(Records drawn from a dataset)
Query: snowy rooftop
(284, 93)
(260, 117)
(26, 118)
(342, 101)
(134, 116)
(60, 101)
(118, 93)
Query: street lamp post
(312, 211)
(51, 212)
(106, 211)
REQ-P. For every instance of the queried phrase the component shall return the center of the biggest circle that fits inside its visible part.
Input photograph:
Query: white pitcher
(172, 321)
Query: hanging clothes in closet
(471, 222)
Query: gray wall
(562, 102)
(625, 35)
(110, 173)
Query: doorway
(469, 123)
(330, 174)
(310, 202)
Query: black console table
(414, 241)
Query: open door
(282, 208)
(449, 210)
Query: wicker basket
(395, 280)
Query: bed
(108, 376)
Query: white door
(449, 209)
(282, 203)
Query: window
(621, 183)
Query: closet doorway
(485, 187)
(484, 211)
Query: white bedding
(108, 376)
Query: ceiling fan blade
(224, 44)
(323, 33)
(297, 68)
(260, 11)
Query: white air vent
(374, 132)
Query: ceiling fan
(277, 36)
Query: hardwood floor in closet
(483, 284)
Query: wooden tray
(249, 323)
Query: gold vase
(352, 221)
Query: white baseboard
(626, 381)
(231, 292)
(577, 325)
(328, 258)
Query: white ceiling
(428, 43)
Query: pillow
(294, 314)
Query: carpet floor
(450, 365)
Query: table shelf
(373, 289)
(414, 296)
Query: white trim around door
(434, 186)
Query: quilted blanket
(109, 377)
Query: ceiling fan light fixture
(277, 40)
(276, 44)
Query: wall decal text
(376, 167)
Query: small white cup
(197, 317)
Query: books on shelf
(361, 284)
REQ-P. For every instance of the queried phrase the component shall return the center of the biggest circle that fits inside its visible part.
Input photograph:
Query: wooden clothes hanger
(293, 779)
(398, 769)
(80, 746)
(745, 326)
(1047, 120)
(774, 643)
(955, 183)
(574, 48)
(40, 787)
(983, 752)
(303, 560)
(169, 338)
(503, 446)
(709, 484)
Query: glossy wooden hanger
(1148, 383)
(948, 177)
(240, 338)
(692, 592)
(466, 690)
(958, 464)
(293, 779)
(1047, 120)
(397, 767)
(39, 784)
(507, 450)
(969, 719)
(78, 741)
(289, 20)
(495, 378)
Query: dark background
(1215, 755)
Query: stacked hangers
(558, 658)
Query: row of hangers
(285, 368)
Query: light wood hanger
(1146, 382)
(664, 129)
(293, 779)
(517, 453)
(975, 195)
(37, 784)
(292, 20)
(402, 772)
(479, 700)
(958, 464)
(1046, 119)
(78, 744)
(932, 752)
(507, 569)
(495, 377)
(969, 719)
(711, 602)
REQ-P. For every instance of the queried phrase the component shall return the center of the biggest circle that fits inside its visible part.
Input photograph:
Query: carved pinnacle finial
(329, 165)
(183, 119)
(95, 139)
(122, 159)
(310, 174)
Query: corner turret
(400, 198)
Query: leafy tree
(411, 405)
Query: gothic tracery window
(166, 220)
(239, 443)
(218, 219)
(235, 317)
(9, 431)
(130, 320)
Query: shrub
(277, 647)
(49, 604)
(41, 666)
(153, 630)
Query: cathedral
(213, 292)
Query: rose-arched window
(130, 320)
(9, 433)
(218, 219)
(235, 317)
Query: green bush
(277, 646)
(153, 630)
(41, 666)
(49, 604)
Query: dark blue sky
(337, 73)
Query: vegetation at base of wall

WHAT YOU NEED TO DO:
Please return all of the entries exactly as they were given.

ANSWER AREA:
Query: snowy rooftop
(284, 93)
(260, 117)
(26, 118)
(342, 101)
(134, 116)
(60, 101)
(118, 93)
Query: street lamp post
(312, 211)
(51, 212)
(106, 211)
REQ-P. For every instance of the queried phrase the component shall return the center of the biggest circle that fits inside its visible part.
Input photograph:
Query: white pitcher
(172, 321)
Query: hanging clothes in closet
(471, 222)
Query: gray wall
(562, 102)
(625, 35)
(110, 173)
Query: doorway
(469, 123)
(330, 174)
(310, 202)
Query: black console table
(414, 241)
Query: open door
(282, 208)
(449, 210)
Query: wicker basket
(395, 280)
Query: bed
(108, 376)
Query: white door
(449, 209)
(282, 203)
Query: window
(621, 183)
Query: closet doorway
(485, 187)
(484, 211)
Query: white bedding
(108, 376)
Query: ceiling fan blade
(224, 44)
(323, 33)
(297, 68)
(260, 11)
Query: white air vent
(374, 132)
Query: ceiling fan
(277, 36)
Query: hardwood floor in closet
(483, 284)
Query: wooden tray
(249, 323)
Query: gold vase
(352, 221)
Query: white baseboard
(626, 381)
(231, 292)
(577, 325)
(328, 258)
Query: white ceiling
(428, 43)
Query: pillow
(294, 314)
Query: carpet floor
(450, 365)
Query: table shelf
(373, 289)
(414, 296)
Query: white trim around door
(434, 186)
Query: quilted blanket
(109, 377)
Query: ceiling fan light fixture
(277, 40)
(276, 44)
Query: wall decal text
(376, 167)
Query: small white cup
(197, 317)
Query: books on shelf
(361, 284)
REQ-P. For every instance of the queried phrase the component shall return the center of the biggest circle that fits inside its visible part.
Input photograph:
Query: wooden clothes hanger
(293, 779)
(398, 769)
(80, 746)
(745, 326)
(1047, 120)
(774, 643)
(955, 183)
(574, 48)
(40, 787)
(983, 752)
(303, 560)
(169, 338)
(503, 446)
(709, 484)
Query: glossy wooden hanger
(1148, 383)
(948, 177)
(240, 338)
(692, 592)
(466, 690)
(958, 464)
(293, 779)
(1047, 120)
(397, 767)
(39, 784)
(507, 450)
(969, 719)
(78, 741)
(289, 20)
(495, 378)
Query: dark background
(1215, 755)
Query: stacked hangers
(558, 658)
Query: row of hangers
(285, 368)
Query: light wood hanger
(1146, 382)
(664, 129)
(293, 779)
(517, 453)
(975, 195)
(37, 784)
(292, 20)
(402, 772)
(479, 700)
(958, 464)
(1046, 119)
(78, 744)
(932, 752)
(507, 569)
(495, 377)
(969, 719)
(711, 602)
REQ-P. For every instance of the queried phrase the component shall return the center of the biggest circle that fits inside its visible part.
Input photograph:
Query: carved pinnacle finial
(329, 165)
(183, 119)
(95, 139)
(122, 159)
(310, 174)
Query: corner turret
(400, 198)
Query: leafy tree
(411, 405)
Query: gothic tracery window
(166, 220)
(239, 443)
(218, 219)
(235, 317)
(9, 431)
(130, 320)
Query: shrub
(277, 647)
(49, 604)
(41, 666)
(153, 630)
Query: cathedral
(213, 292)
Query: rose-arched window
(130, 320)
(9, 433)
(218, 219)
(235, 317)
Query: green bush
(277, 646)
(153, 630)
(41, 666)
(49, 604)
Query: dark blue sky
(337, 73)
Query: vegetation at base of wall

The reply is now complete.